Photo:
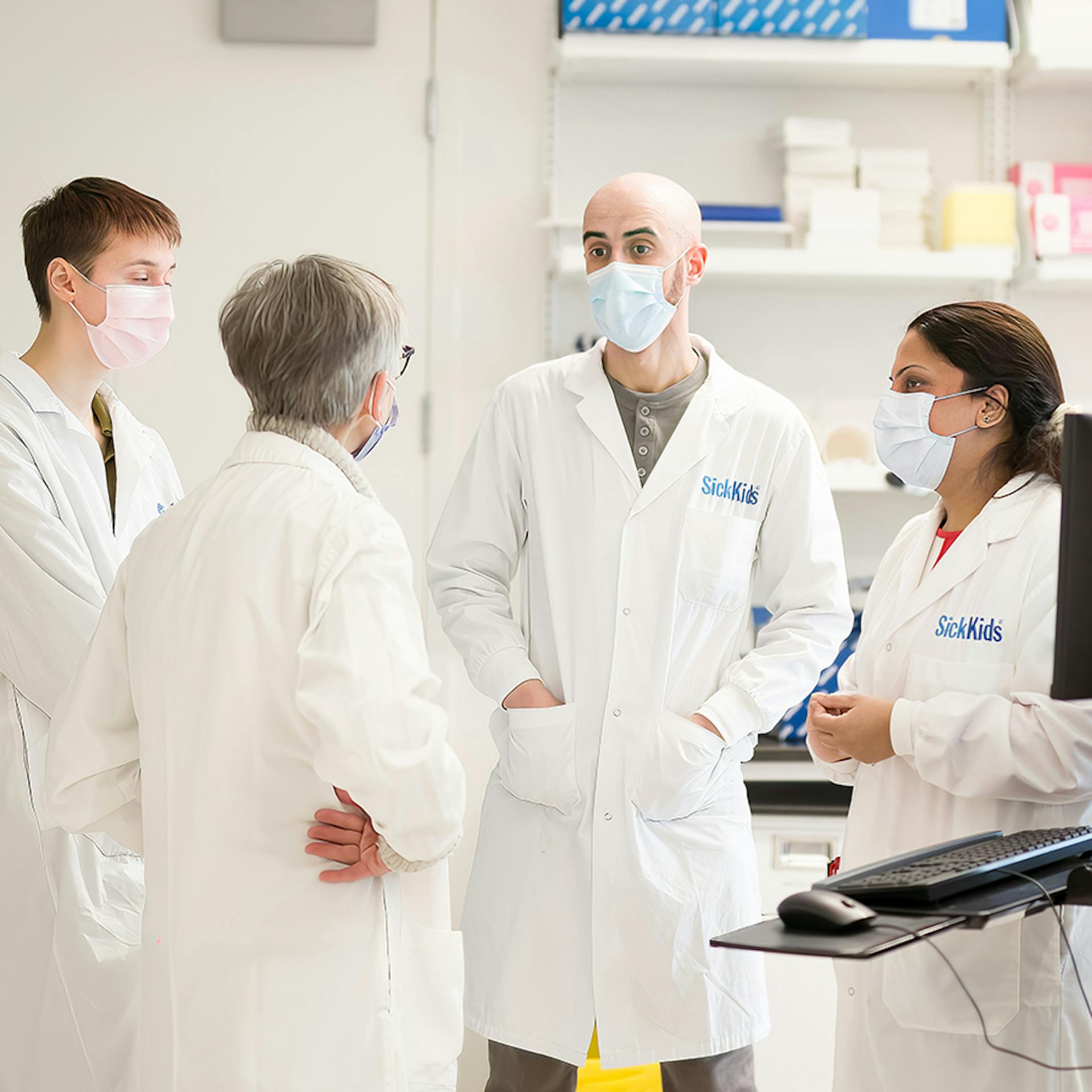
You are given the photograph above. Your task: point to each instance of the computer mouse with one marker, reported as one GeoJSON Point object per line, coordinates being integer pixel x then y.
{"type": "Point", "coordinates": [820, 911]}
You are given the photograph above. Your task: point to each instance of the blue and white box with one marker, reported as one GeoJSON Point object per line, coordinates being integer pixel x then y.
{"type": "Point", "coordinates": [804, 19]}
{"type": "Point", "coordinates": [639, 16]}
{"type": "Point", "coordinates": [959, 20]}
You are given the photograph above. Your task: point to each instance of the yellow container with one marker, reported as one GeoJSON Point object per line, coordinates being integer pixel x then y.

## Prompt
Verbatim copy with pictures excluded: write out the records above in full.

## Worked solution
Photo:
You are given the photograph above. Your task: point to each instance of the computer mouse with one marker, reported as one GeoJSON Point object per line, coordinates being integer pixel x then y.
{"type": "Point", "coordinates": [820, 911]}
You are given the photograph above. Your task: point to each instance of the blue and white box with one marker, reported as one GeoJSON Point object per line, coordinates being integer pixel x then y.
{"type": "Point", "coordinates": [804, 19]}
{"type": "Point", "coordinates": [639, 16]}
{"type": "Point", "coordinates": [959, 20]}
You are given the photograph above. Your task: point to each instance of the yellow container with one marker, reported as one GeoJSON Point object per line, coordinates being integer pixel x then y.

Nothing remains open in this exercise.